**THE EXERCISE:**
Report every line in the listing below that contains the word "backpack", matching case exactly.

**MATERIAL FOR THIS EXERCISE:**
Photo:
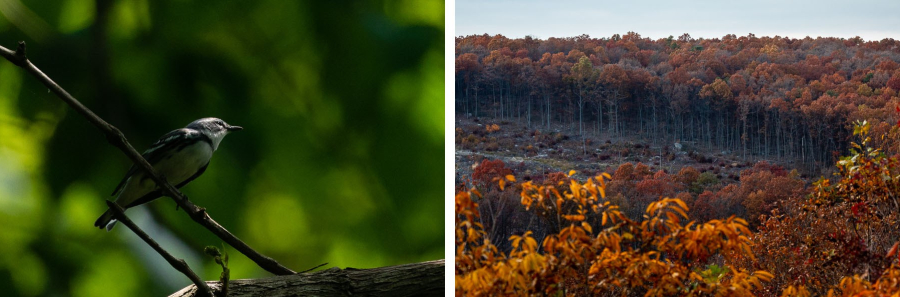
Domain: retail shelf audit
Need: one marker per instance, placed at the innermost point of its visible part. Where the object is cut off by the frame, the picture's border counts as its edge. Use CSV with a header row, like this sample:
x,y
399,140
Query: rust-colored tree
x,y
601,251
845,228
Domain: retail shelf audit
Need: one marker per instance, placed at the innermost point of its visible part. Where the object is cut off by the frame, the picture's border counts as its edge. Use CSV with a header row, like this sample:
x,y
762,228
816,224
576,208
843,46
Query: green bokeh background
x,y
340,159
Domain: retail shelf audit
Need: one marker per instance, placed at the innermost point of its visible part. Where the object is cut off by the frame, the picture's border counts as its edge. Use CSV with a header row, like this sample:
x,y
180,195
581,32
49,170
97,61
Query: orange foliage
x,y
602,251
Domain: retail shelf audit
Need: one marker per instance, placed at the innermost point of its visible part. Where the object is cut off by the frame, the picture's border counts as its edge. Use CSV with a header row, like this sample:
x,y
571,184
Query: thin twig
x,y
117,139
178,264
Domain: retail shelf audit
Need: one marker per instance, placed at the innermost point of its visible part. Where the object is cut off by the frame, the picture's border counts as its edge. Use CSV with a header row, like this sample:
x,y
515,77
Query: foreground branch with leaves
x,y
601,251
842,240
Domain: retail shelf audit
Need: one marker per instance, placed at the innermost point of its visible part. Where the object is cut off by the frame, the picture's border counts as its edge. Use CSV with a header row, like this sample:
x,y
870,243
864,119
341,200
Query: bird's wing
x,y
154,153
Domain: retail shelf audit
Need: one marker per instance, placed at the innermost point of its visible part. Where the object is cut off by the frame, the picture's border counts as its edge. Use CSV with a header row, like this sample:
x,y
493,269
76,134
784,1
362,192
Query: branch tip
x,y
20,50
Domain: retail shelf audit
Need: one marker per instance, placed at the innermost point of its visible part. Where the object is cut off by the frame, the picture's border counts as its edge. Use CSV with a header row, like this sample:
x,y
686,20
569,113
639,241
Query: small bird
x,y
181,156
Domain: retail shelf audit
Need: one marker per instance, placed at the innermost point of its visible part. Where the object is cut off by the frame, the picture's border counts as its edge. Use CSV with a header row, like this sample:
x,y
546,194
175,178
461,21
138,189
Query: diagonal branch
x,y
178,264
117,139
414,279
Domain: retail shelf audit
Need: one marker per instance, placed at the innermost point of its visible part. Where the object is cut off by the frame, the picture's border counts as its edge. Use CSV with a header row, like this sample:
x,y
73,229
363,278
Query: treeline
x,y
762,96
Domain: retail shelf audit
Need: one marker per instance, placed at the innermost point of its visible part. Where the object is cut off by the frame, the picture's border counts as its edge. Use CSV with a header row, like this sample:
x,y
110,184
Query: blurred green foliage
x,y
340,159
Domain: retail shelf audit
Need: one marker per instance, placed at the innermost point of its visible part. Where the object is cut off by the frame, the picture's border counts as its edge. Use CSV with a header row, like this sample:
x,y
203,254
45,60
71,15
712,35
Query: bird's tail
x,y
105,221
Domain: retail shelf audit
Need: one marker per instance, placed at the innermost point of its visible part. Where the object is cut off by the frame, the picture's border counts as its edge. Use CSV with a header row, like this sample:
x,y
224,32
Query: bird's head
x,y
214,128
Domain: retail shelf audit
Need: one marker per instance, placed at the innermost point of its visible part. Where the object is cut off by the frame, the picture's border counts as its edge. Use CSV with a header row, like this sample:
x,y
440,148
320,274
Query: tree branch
x,y
178,264
416,279
117,139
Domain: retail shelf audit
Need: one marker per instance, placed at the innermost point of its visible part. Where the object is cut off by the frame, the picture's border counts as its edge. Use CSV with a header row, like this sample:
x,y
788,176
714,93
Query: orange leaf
x,y
893,250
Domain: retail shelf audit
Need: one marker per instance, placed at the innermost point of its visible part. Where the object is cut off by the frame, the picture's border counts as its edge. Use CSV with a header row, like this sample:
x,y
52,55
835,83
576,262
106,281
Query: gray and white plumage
x,y
181,156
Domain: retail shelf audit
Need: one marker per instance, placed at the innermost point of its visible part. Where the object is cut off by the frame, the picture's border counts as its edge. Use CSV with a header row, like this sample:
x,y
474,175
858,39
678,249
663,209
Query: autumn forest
x,y
624,165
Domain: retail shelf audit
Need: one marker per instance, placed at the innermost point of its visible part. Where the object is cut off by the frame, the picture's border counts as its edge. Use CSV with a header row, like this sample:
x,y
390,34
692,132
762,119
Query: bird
x,y
180,156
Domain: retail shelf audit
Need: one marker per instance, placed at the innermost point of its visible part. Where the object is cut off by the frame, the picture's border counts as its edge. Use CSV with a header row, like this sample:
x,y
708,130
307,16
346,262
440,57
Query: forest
x,y
770,97
572,179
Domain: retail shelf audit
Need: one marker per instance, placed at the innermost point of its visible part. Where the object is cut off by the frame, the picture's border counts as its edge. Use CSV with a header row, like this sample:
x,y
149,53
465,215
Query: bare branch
x,y
416,279
117,139
178,264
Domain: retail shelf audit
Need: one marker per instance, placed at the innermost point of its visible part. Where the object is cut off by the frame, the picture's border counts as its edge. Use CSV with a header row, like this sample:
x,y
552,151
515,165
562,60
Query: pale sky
x,y
871,20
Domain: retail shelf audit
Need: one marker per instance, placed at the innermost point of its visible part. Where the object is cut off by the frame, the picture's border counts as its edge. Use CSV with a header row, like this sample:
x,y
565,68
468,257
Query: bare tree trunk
x,y
416,279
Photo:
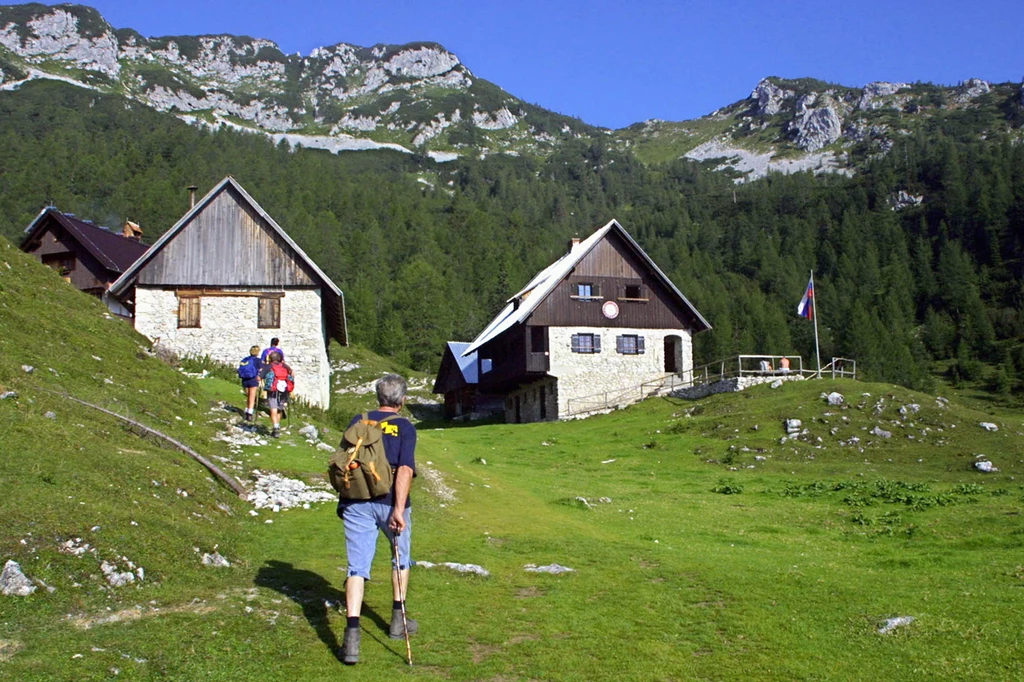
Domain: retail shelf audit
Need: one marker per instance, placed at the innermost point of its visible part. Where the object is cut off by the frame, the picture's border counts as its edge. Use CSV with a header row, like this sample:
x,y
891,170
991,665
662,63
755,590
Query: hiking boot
x,y
350,648
397,632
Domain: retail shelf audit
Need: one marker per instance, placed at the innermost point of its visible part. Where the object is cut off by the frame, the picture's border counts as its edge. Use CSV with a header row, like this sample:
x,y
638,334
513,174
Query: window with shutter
x,y
188,311
269,312
586,343
630,344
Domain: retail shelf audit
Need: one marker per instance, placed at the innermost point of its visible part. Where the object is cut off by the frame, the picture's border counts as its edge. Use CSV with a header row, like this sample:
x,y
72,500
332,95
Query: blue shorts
x,y
363,520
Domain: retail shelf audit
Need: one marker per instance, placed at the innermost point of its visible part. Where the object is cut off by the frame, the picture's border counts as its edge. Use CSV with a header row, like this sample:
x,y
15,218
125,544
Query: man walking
x,y
389,513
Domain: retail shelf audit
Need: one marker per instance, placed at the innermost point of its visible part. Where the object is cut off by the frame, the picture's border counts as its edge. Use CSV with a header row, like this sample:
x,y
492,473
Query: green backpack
x,y
361,472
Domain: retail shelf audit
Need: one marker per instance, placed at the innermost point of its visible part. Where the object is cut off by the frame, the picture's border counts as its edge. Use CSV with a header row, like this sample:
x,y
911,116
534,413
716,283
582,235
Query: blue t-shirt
x,y
267,351
399,446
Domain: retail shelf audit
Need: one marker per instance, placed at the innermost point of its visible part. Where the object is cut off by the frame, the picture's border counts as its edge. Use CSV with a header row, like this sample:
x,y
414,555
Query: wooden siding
x,y
226,244
611,266
88,274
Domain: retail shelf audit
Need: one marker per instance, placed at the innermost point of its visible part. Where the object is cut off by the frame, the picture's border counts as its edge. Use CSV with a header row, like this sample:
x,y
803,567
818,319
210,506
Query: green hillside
x,y
705,543
427,253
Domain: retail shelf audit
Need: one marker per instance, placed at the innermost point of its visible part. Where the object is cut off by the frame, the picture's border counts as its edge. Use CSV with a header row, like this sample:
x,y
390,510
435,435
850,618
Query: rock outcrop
x,y
354,93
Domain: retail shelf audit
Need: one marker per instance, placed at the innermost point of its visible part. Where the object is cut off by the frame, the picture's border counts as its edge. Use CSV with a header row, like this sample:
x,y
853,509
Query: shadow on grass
x,y
317,598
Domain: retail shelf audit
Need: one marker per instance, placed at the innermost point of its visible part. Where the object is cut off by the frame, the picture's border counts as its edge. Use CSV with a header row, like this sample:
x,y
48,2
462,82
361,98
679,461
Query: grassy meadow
x,y
704,547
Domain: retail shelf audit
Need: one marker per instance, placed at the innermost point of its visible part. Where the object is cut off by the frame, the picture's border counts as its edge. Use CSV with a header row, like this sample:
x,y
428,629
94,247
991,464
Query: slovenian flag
x,y
806,307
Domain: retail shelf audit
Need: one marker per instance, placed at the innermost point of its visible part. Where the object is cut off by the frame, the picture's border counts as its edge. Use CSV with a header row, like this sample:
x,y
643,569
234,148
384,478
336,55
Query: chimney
x,y
132,230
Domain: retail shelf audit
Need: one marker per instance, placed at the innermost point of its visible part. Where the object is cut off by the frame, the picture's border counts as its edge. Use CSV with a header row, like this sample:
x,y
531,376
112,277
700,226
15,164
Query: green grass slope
x,y
705,542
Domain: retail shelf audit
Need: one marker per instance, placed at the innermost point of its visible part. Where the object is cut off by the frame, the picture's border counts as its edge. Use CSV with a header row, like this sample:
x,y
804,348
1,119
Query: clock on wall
x,y
609,309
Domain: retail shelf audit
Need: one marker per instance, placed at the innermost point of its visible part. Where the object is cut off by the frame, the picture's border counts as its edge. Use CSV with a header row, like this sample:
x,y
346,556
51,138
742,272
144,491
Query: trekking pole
x,y
401,593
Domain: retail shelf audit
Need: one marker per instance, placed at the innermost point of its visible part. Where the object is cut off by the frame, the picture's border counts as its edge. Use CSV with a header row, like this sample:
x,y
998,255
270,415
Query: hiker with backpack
x,y
377,445
249,370
279,384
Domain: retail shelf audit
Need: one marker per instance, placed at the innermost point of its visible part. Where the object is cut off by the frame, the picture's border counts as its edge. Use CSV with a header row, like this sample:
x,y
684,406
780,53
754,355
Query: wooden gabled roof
x,y
525,301
113,251
334,299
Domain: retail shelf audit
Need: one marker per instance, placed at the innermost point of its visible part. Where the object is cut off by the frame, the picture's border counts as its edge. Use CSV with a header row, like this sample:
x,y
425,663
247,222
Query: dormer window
x,y
586,291
633,292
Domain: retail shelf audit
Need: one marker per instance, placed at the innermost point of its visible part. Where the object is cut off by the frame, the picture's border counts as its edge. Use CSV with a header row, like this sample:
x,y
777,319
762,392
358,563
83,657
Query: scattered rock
x,y
116,578
275,492
13,583
892,624
458,567
902,200
215,559
554,568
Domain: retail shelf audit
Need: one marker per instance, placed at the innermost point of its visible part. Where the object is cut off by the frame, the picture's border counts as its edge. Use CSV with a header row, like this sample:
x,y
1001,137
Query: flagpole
x,y
814,309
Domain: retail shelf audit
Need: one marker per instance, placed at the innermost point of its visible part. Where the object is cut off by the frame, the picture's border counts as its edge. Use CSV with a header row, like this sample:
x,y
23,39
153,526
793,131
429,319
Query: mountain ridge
x,y
421,98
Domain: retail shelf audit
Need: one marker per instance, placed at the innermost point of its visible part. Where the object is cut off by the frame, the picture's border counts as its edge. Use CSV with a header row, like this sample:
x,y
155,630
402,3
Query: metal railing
x,y
731,368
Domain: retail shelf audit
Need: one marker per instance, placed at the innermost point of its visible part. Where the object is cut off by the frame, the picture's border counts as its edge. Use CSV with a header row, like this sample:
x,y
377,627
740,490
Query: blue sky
x,y
613,64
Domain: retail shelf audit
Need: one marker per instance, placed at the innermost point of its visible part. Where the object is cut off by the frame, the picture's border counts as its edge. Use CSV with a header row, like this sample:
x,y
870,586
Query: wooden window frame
x,y
268,312
189,311
594,295
592,345
641,293
630,344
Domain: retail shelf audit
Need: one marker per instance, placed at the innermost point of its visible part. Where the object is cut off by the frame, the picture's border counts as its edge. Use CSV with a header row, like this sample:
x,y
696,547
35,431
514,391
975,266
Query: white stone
x,y
230,328
13,583
892,624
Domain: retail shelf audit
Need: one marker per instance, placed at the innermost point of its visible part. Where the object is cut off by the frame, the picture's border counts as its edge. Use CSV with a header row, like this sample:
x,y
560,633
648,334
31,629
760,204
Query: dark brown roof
x,y
115,252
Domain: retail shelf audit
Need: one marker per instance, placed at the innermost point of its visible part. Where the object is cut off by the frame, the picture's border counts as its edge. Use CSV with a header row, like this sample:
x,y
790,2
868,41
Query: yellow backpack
x,y
361,472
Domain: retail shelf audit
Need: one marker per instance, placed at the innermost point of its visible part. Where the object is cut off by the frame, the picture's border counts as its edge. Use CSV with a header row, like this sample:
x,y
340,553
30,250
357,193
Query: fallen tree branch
x,y
229,480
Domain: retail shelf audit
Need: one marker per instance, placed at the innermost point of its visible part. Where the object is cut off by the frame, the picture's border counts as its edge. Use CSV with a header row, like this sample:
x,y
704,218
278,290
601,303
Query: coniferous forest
x,y
428,252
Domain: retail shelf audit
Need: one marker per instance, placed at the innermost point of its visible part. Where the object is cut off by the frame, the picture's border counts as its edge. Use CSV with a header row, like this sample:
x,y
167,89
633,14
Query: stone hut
x,y
597,329
225,278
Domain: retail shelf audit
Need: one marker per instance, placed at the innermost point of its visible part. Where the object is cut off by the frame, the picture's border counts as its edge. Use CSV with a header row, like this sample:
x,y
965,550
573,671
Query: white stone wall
x,y
529,401
229,329
608,377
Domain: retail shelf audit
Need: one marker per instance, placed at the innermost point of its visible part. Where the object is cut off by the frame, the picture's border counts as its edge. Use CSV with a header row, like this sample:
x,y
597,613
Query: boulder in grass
x,y
215,559
985,466
893,624
13,583
835,398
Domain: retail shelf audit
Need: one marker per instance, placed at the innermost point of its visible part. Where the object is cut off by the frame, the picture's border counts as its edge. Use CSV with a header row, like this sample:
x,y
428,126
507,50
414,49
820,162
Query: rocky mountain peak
x,y
340,96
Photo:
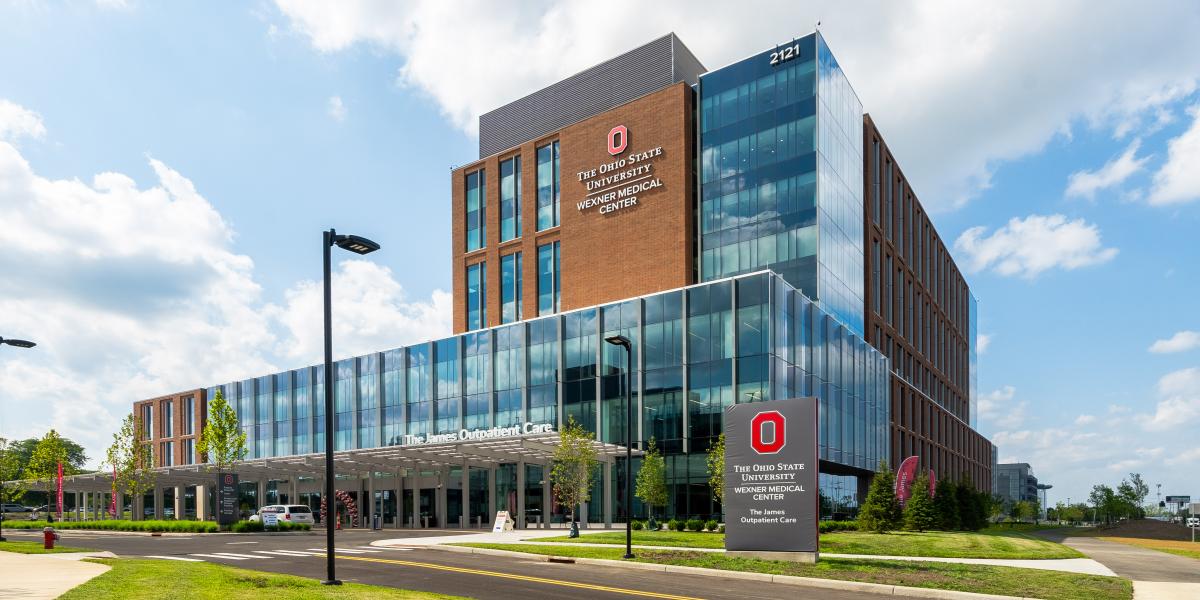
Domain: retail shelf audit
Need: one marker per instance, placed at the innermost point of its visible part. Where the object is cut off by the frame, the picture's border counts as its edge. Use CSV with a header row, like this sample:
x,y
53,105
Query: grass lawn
x,y
1183,549
979,579
35,547
133,579
993,543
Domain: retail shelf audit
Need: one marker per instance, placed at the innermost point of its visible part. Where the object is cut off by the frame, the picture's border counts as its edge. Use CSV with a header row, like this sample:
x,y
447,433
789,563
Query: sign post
x,y
227,498
771,480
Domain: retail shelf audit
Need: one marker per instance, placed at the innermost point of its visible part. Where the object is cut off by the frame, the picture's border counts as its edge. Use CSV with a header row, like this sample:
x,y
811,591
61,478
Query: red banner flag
x,y
905,474
60,491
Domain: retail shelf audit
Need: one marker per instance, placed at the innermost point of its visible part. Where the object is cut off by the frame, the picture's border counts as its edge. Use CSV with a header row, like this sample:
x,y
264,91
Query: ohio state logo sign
x,y
618,139
767,432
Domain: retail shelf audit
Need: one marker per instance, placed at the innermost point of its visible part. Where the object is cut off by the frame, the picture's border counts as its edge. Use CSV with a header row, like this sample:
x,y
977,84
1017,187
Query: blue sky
x,y
166,169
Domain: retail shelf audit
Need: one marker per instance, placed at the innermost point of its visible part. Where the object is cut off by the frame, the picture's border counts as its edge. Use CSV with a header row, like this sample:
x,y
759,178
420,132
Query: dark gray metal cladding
x,y
588,93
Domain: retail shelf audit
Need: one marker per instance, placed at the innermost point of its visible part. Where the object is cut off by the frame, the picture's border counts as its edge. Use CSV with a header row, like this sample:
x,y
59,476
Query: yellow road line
x,y
521,577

**SOLUTION FOR THIS PROBLEM:**
Query: green backpack
Query: hiker with backpack
Query: yellow backpack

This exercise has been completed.